* Work instructions
Retype all of the listing exactly, with no pictures.
================================
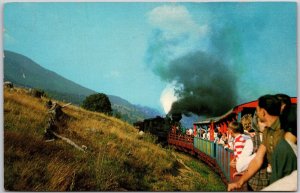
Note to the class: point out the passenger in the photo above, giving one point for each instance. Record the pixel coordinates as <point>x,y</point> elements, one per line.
<point>268,112</point>
<point>284,159</point>
<point>246,122</point>
<point>243,147</point>
<point>287,183</point>
<point>261,179</point>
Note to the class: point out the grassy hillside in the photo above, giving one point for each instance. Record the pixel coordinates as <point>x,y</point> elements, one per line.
<point>116,159</point>
<point>23,71</point>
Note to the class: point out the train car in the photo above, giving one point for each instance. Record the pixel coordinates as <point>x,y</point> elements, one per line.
<point>206,149</point>
<point>158,126</point>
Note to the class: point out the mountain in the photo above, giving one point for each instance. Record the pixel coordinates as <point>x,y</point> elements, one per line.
<point>23,71</point>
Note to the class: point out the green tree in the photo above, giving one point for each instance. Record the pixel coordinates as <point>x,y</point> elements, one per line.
<point>98,102</point>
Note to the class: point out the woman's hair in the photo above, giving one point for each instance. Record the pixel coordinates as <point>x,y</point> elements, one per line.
<point>236,127</point>
<point>271,104</point>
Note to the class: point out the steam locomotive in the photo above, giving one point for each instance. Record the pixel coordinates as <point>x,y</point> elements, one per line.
<point>214,155</point>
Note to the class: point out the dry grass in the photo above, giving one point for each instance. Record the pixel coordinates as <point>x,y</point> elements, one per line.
<point>117,158</point>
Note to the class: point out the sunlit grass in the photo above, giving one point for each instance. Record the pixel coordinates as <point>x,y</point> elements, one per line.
<point>116,159</point>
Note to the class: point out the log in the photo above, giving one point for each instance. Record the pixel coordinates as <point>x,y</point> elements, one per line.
<point>68,141</point>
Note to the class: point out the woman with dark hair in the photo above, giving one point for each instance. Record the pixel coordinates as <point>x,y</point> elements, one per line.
<point>284,159</point>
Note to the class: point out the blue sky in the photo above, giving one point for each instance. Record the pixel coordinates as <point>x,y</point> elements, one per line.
<point>125,49</point>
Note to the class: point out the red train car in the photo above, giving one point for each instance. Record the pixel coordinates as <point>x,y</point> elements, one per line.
<point>205,149</point>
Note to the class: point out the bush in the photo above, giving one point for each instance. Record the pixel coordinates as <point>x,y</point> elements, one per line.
<point>98,102</point>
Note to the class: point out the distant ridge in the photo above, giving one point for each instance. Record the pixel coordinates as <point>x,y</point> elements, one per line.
<point>23,71</point>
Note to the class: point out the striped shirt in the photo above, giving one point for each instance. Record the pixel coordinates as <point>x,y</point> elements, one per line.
<point>239,143</point>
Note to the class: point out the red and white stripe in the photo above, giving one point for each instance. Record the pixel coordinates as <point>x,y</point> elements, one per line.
<point>239,143</point>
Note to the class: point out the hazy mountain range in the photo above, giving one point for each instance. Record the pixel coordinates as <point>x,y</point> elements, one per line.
<point>22,71</point>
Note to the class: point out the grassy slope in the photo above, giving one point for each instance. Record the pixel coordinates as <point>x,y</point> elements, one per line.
<point>117,159</point>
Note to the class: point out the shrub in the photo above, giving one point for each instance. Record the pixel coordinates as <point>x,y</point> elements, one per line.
<point>98,102</point>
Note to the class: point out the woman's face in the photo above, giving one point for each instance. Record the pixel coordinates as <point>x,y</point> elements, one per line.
<point>261,125</point>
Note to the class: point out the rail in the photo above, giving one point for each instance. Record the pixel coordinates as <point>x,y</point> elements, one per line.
<point>213,154</point>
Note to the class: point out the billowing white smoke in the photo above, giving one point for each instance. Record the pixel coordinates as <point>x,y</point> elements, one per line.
<point>167,97</point>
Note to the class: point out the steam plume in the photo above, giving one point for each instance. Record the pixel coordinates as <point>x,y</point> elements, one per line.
<point>203,83</point>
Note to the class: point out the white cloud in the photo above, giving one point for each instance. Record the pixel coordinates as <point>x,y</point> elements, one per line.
<point>175,20</point>
<point>167,97</point>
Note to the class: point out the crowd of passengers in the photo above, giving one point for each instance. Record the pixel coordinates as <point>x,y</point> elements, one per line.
<point>264,145</point>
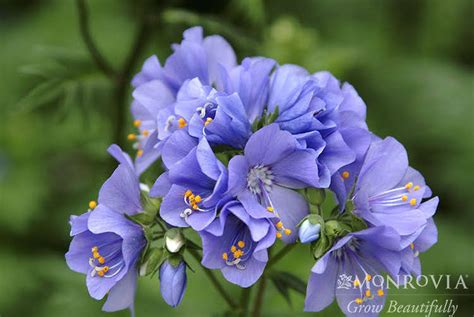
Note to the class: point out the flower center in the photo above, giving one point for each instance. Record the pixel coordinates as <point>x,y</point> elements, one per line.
<point>406,195</point>
<point>240,250</point>
<point>192,201</point>
<point>106,260</point>
<point>260,179</point>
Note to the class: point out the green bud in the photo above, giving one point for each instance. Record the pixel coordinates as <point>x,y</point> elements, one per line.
<point>315,196</point>
<point>152,261</point>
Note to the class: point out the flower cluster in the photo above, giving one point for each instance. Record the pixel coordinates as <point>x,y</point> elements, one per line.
<point>248,152</point>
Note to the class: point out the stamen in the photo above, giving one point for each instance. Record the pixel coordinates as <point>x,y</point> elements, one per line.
<point>92,204</point>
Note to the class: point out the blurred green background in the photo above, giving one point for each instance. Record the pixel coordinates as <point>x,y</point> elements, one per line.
<point>411,61</point>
================================
* Your solution
Note to the class: point out the passenger in the photo above, giving one point for each instance. Record the pixel coordinates as <point>x,y</point> elements, one per line.
<point>268,112</point>
<point>284,159</point>
<point>246,122</point>
<point>243,147</point>
<point>287,183</point>
<point>261,179</point>
Note to the class: point out the grassy hillside in the photo above, giving one point for each instance. Record the pixel coordinates as <point>x,y</point> elements, one per line.
<point>116,159</point>
<point>23,71</point>
Note to the class: point out the train car in the photo above, giving one point for each instance. Record the pixel coordinates as <point>x,y</point> elements, one per line.
<point>206,149</point>
<point>158,126</point>
Note to the class: point out the mountain in the photo above, giving one point for each instance. Record the pixel coordinates as <point>x,y</point> elements, one per line.
<point>23,71</point>
Note to the class: point out the green tree in the photo above, giving one point for each instance. Record the pixel coordinates as <point>x,y</point> elements, one per line.
<point>98,102</point>
Note to the class: point out the woman's hair in the photo above, giving one point for each instance. Record the pixel coordinates as <point>x,y</point> elements, one per line.
<point>236,127</point>
<point>271,104</point>
Note to the class: point out the steam locomotive in the photo above, giving one point for each instance. Record the pixel coordinates as <point>x,y</point> elements, one per line.
<point>214,155</point>
Note to the class: point out the dry grass in the photo above, giving one point for each instance. Record the pixel coordinates as <point>x,y</point> elements, one per line.
<point>117,158</point>
Note to the class: point out the sunlit grass in the photo above, giving one point for each instance. Record the pixel coordinates as <point>x,y</point> elements, one per line.
<point>116,159</point>
Note to the class: point out the log in the photo above, giving one point for each instance. Record the pixel coordinates as <point>x,y</point> elements, one per line.
<point>68,141</point>
Note to the class: point out the woman with dark hair in the photo above, giving one point for each instance. Record the pixel coordinates as <point>x,y</point> elements, one per line.
<point>284,159</point>
Note to the class: point out the blue sky in the photo above, giving one point for each instance. Record the pixel coordinates as <point>x,y</point> elements, one per line.
<point>125,49</point>
Note to the class: point out the red train car in the photo above, giving one point for each instance. Record the pixel coordinates as <point>x,y</point> elements, one per line.
<point>205,149</point>
Note to the class: point out the bush in the photo above, giving one point for each instance. Record the pixel coordinates as <point>x,y</point> elements, one per line.
<point>98,102</point>
Note to the class: point out the distant ridge in the photo above, giving one point for each instance. Record the pixel coordinates as <point>x,y</point> elements, one per line.
<point>23,71</point>
Note to the class: point out the striped shirt in the photo above, giving one point for each instance. Record the pixel coordinates as <point>x,y</point> elements, one per line.
<point>239,143</point>
Note to the class: point out the red and white stripe in the photo above, giving one point for each instance. Record the pixel coordinates as <point>x,y</point> elements, one per line.
<point>239,143</point>
Note to the class: point out the hazy mountain range in the photo above, giving one point for each instance. Record the pixel coordinates as <point>x,y</point> elements, one per line.
<point>22,71</point>
Note to the class: point out the grassy slope in the photo above, giving one point for each instance. Record the pixel coordinates as <point>x,y</point> elements, one per line.
<point>117,159</point>
Note to the class: point out the shrub in the photo above, giving one point for each instance. Record the pixel coordinates as <point>x,y</point> elements, one per line.
<point>98,102</point>
Note to the class: point out the woman's face in the photo above, giving one point for each instance. Record the pixel coordinates as <point>x,y</point> elements, one per line.
<point>261,125</point>
Note to the class: point out the rail in the photo above, giving one point for each instance. Record the pixel coordinates as <point>x,y</point> elements, one per line.
<point>213,154</point>
Note to the class: point out the billowing white smoke in the photo above, giving one point for each instance. Record the pixel coordinates as <point>x,y</point> elements, one per line.
<point>167,97</point>
Note to the class: point out the steam plume in the photo above, giving one point for each instance. Record the pixel coordinates as <point>x,y</point> elements, one per line.
<point>203,83</point>
Note to the class: point out the white cloud in the photo above, giving one point for each instance. Record the pixel coordinates as <point>x,y</point> elements, one per line.
<point>175,20</point>
<point>167,97</point>
Note to the class: point out the crowd of passengers in the photo above, giving one point for each instance. Record the pixel coordinates as <point>x,y</point> elements, one per line.
<point>264,145</point>
Note to the class: point out the flower center in the photo above, giving one point for each instance. Record the pixel coordinates as <point>x,y</point> elements, one per line.
<point>406,195</point>
<point>240,250</point>
<point>192,201</point>
<point>106,260</point>
<point>260,179</point>
Note to the class: point out the green bud in the photo above, giving one point for each instance. Record the pixel coordinates as <point>x,y</point> elements, one per line.
<point>315,196</point>
<point>152,261</point>
Note to the class: point out the flower cluster in the photo above, giving one point for each instance. Record the pixel coordinates as <point>x,y</point> elements, one per line.
<point>248,152</point>
Note to the class: point out the stamen in the photo above, giving one point for each instance. Record the pixel coordinates as <point>x,y</point> elements, one per line.
<point>92,204</point>
Note to the class: point out the blurred green background in the photo above, giving one point for each instance. Record the pixel coordinates as <point>x,y</point> elements, one per line.
<point>411,61</point>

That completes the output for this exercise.